WHAT THE TASK REQUIRES
Leaving out the images, return the data below exactly as it is written.

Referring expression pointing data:
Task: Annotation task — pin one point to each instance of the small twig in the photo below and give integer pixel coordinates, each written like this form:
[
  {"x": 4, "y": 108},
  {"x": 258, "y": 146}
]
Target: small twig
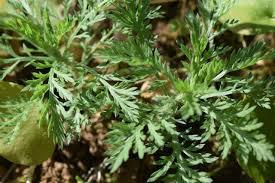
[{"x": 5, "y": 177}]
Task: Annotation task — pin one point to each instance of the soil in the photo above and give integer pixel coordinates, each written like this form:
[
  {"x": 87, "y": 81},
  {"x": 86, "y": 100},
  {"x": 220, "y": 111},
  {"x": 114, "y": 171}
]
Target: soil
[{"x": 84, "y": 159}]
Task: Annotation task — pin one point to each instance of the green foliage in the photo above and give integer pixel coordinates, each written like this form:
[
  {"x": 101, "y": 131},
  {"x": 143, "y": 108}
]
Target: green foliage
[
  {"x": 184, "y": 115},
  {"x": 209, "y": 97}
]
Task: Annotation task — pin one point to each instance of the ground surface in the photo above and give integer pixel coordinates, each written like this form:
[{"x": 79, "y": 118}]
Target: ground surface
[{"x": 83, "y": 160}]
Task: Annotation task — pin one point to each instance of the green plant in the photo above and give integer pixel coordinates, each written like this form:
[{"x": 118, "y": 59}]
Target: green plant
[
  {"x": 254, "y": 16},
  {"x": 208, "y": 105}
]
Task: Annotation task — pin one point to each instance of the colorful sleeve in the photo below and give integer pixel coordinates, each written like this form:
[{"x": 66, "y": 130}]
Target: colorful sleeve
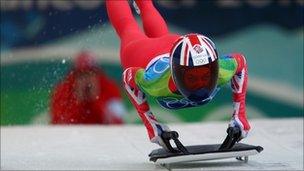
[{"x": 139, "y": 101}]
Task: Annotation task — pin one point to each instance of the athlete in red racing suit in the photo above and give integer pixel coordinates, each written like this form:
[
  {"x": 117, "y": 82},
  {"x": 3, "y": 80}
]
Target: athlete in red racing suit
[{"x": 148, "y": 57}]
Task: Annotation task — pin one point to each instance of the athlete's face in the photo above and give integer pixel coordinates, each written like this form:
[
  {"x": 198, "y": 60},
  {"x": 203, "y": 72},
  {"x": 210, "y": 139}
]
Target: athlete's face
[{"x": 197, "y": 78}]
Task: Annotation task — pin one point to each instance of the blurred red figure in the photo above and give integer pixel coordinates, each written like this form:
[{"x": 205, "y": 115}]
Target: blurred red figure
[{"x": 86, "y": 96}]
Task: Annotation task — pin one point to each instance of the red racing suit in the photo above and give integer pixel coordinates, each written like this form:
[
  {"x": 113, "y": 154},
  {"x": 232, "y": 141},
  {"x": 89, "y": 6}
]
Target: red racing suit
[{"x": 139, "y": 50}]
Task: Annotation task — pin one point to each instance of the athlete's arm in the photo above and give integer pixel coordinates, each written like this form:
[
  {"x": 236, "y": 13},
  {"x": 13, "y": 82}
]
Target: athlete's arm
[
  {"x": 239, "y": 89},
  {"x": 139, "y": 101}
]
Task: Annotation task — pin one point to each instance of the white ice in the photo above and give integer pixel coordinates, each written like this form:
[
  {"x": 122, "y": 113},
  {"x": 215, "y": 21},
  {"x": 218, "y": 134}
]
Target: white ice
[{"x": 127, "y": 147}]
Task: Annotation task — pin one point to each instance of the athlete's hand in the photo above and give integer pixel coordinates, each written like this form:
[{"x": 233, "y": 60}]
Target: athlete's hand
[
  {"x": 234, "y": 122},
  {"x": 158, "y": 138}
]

ANSWER TO THE PROBLEM
Task: Annotation task — pin one point to each instance of the small twig in the photo below and give integer pixel coordinates, each written like this form:
[
  {"x": 4, "y": 108},
  {"x": 258, "y": 146}
]
Target: small twig
[{"x": 5, "y": 177}]
Task: Annotation task — pin one point to each instance of the soil in the photo above and give integer pixel coordinates, each written like this form:
[
  {"x": 87, "y": 81},
  {"x": 86, "y": 100},
  {"x": 220, "y": 111},
  {"x": 114, "y": 171}
]
Target: soil
[{"x": 84, "y": 159}]
Task: Annotation task — pin one point to each instance of the green foliage in the photo above and give integer pixel coordinates, each written like this form:
[
  {"x": 101, "y": 131},
  {"x": 143, "y": 108}
]
Target: green foliage
[
  {"x": 184, "y": 115},
  {"x": 209, "y": 97}
]
Task: Annotation task — pin one point to each instance of the ground surface in the photo above and give integer pixel coordinates, each written like this form:
[{"x": 79, "y": 118}]
Target: ground surface
[{"x": 83, "y": 160}]
Task: Annotation task — pin one point to each instance of the green plant in the photo above and give integer pixel coordinates, each written like this form:
[{"x": 118, "y": 59}]
Target: green plant
[
  {"x": 254, "y": 16},
  {"x": 208, "y": 105}
]
Task: Annotation task — pin one point to each instance of the colorful sleeve in the photo below and give integer pixel coordinates, each written like this form:
[{"x": 66, "y": 130}]
Target: colorful sleeve
[{"x": 139, "y": 101}]
Task: Annotation task — pin one point to each instance of the athlete in red racing suit in the photo above and give integer pixel coordinates, each written like this form:
[
  {"x": 117, "y": 82},
  {"x": 3, "y": 80}
]
Target: athlete in red racing suit
[{"x": 148, "y": 57}]
Task: Annotation task — pin one point to each instance of the athlete's face in the photo above and give integer pixel coordinates, each written like this form:
[
  {"x": 198, "y": 60},
  {"x": 203, "y": 72},
  {"x": 210, "y": 139}
]
Target: athlete's face
[{"x": 197, "y": 78}]
Task: Annotation task — pin one point to each instance of the blurred red figure in the photo above and give integer pixel coordinates, each written like this form:
[{"x": 205, "y": 115}]
Target: blurred red figure
[{"x": 86, "y": 96}]
Task: Annotation task — pin one point to each instance of the red racing suit in the photo above and give integer pixel coordinates, each written like this form:
[
  {"x": 113, "y": 154},
  {"x": 232, "y": 141},
  {"x": 89, "y": 6}
]
Target: red racing suit
[{"x": 139, "y": 50}]
Task: Annotation task — pin one point to each instance of the athlete's arm in the photo above and give integer pixel coordinates, each written like this form:
[
  {"x": 236, "y": 13},
  {"x": 13, "y": 82}
]
Target: athlete's arm
[
  {"x": 239, "y": 89},
  {"x": 139, "y": 101}
]
Task: Annotation task — pin one point to each instance of the white ice in the photo above and give integer pixel coordinates, each written like this form:
[
  {"x": 122, "y": 113},
  {"x": 215, "y": 21},
  {"x": 218, "y": 134}
]
Target: white ice
[{"x": 127, "y": 147}]
Task: Annotation task — pin one point to each instance of the athlete's hand in the photo above and give integer pixel coordinates, each written like this form:
[{"x": 233, "y": 60}]
Target: athlete's hand
[
  {"x": 234, "y": 122},
  {"x": 158, "y": 138}
]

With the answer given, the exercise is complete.